## BEGIN Source text
The Board of Directors of the Company has not recommended Dividend for the financial year ended
March 31,2025.

7. LISTING OF EQUITY SHARES

The security name of the Company on National Stock Exchange of India Limited is Kapston Services
Limited and NSE symbol is 'KAPSTON'.

The company has paid the listing fee for the financial year 2024-25.

8. TRANSFER TO RESERVES

For the financial period under review, your Company has not proposed to transfer any amount to the
General Reserves.

9. TRANSFER OF UNCLAIMED DIVIDEND TO INVESTOR EDUCATION AND
PROTECTION FUND

The provisions of Section 124 of Companies Act, 2013 are not applicable as the Company has not
completed seven years from the date of declaration of dividend.

10. SHARE CAPITAL

During the year under review, shareholders have passed the ordinary resolution through postal ballot by
remote e-voting dated July 03, 2024 for sub-division of 1 (One) equity share of ?10/- (Rupees Ten) each
into 2 (Two) equity shares of ?5/- (Rupees Five) each.

Consequently, as on March 31, 2025, the Authorized Share Capital of the Company is INR 11,50,00,000 /-
(Rupees Eleven Crores and Fifty Lakhs only) divided into 2,30,00,000 (Two Crore Thirty Lakhs only) equity
shares of INR 5/- (Rupees Five only) each and Paid-up Equity Share Capital of the Company
INR 10,14,40,610/- (Ten Crore Fourteen Lakhs Forty Thousand Six Hundred and Ten Rupees Only) divided
into 2,02,88,122 (Two Crores two lakhs eighty eight thousand one hundred and twenty two) equity shares
of INR 5/- (Rupees Five only) each.

During the year under review, your Company has not issued any shares with differential rights and hence
no information as per the provisions of Section 43(a)(ii) of the Companies Act, 2013 (hereinafter referred as
"the Act") read with Rule 4(4) of the Companies (Share Capital and Debenture) Rules, 2014 is furnished and
the Company has not issued any stock options to its employees.

11. EMPLOYEES STOCK OPTION SCHEME

There is no employees stock option scheme being implemented by the Company.

12. PARTICULARS OF LOANS, GUARANTEES AND INVESTMENTS

Details of Loans, Guarantees and Investments made during the financial year ended March 31, 2025,
covered under the provisions of Section 186 of the Companies Act, 2013 read with Companies (Meetings of
Board and its Powers) Rules, 2014, are given in the notes to the Financial Statements.

13. DEPOSITS

During the year under review, the Company has neither invited nor accepted deposits from the
public/members under Section 73 of the Act, read with the Companies (Acceptance of Deposits) Rules,
2014.

14. PARTICULARS OF CONTRACTS OR ARRANGEMENTS WITH RELATED PARTIES

During the Year under review, all contracts / arrangements / transactions entered by the Company with
related parties were in the ordinary course of business and on an arm's length basis. The particulars of such
contracts or arrangements with related parties are in the form of as
Form AOC-2 as enclosed in
"
## END Source text
## BEGIN Supplied data
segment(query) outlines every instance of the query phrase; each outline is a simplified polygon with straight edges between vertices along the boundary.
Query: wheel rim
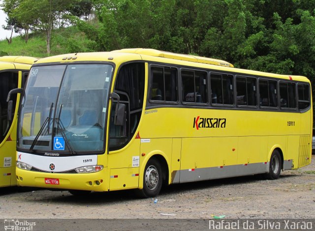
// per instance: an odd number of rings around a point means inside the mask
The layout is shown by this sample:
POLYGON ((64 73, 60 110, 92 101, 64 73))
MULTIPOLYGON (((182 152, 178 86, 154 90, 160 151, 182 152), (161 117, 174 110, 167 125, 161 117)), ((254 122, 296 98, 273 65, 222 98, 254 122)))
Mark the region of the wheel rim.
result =
POLYGON ((275 156, 272 158, 272 161, 271 162, 271 168, 272 172, 275 174, 277 174, 279 171, 280 166, 279 159, 277 156, 275 156))
POLYGON ((158 172, 153 165, 149 166, 146 172, 146 185, 149 189, 153 190, 158 186, 158 172))

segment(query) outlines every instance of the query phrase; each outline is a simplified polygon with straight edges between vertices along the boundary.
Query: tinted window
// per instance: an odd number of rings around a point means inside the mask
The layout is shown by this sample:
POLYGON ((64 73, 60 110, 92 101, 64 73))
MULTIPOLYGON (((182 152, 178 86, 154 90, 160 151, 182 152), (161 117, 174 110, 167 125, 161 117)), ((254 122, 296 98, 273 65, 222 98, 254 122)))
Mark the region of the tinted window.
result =
POLYGON ((310 106, 310 91, 309 86, 306 84, 298 84, 299 109, 305 109, 310 106))
POLYGON ((296 108, 295 84, 281 82, 279 84, 279 87, 281 108, 296 108))
POLYGON ((182 71, 183 101, 207 103, 207 73, 203 71, 182 71))
POLYGON ((210 83, 213 104, 233 104, 232 75, 211 74, 210 83))
POLYGON ((237 102, 239 106, 256 106, 256 79, 237 77, 237 102))
POLYGON ((177 70, 169 67, 151 68, 152 84, 150 99, 162 101, 177 101, 177 70))
POLYGON ((259 80, 259 102, 262 107, 277 106, 277 81, 259 80))

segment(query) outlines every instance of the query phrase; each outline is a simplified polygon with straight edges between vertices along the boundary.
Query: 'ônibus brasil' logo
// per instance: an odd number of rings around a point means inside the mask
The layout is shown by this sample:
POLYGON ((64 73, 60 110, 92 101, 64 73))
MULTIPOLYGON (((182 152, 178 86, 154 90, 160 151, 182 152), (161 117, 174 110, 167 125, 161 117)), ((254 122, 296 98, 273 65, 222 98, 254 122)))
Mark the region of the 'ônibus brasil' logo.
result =
POLYGON ((193 128, 225 128, 226 123, 225 118, 193 118, 193 128))

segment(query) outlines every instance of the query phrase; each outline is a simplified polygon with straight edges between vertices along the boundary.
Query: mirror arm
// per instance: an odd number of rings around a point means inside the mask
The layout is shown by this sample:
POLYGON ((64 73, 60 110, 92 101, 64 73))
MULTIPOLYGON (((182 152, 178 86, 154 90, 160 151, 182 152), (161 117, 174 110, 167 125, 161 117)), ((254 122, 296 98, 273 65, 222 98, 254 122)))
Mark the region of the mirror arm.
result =
POLYGON ((9 102, 9 100, 10 100, 10 98, 11 98, 11 94, 16 94, 18 93, 19 93, 20 94, 22 94, 23 92, 23 88, 19 88, 12 89, 10 91, 9 91, 9 93, 8 94, 8 97, 6 98, 6 102, 9 102))

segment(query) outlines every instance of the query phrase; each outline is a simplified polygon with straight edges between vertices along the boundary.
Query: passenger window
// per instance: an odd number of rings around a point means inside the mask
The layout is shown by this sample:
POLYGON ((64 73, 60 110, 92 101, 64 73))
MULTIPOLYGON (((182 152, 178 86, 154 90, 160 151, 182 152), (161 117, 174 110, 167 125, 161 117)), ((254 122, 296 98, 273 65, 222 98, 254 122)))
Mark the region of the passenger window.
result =
POLYGON ((177 70, 169 67, 151 68, 152 83, 150 99, 177 102, 177 70))
POLYGON ((297 89, 299 96, 299 109, 305 109, 310 106, 310 87, 306 84, 298 84, 297 89))
POLYGON ((207 103, 207 73, 183 70, 181 73, 183 102, 207 103))
POLYGON ((248 77, 237 77, 236 90, 236 99, 238 105, 256 106, 255 79, 248 77))
POLYGON ((234 104, 232 75, 212 74, 210 76, 210 84, 213 104, 234 104))
POLYGON ((280 107, 283 109, 296 108, 295 84, 281 82, 280 88, 280 107))
POLYGON ((259 80, 259 105, 261 107, 277 107, 277 81, 259 80))

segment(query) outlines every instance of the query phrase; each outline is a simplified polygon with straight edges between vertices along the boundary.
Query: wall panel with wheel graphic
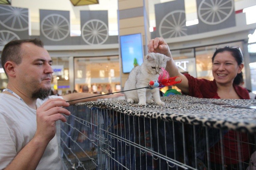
## END Supplied data
■ **Exercise set**
a – For each statement, say yes or no to whether it agrees with the Kapston Services excerpt, and quote the words from the excerpt that decide it. (i) The company paid the listing fee for the financial year 2024-25. (ii) The company runs an employees stock option scheme. (iii) The Board recommended a dividend for the financial year ended March 31, 2025.
b – Write out the part of the Kapston Services excerpt that opens with the words "7. LISTING OF" and closes with "symbol is 'KAPSTON'.".
The material above comes from a different source than the Kapston Services excerpt.

■ **Answers to the exercises**
a –
(i) Yes: "The company has paid the listing fee for the financial year 2024-25."
(ii) No: "There is no employees stock option scheme being implemented by the Company."
(iii) No: "The Board of Directors of the Company has not recommended Dividend"

b –
7. LISTING OF EQUITY SHARES

The security name of the Company on National Stock Exchange of India Limited is Kapston Services
Limited and NSE symbol is 'KAPSTON'.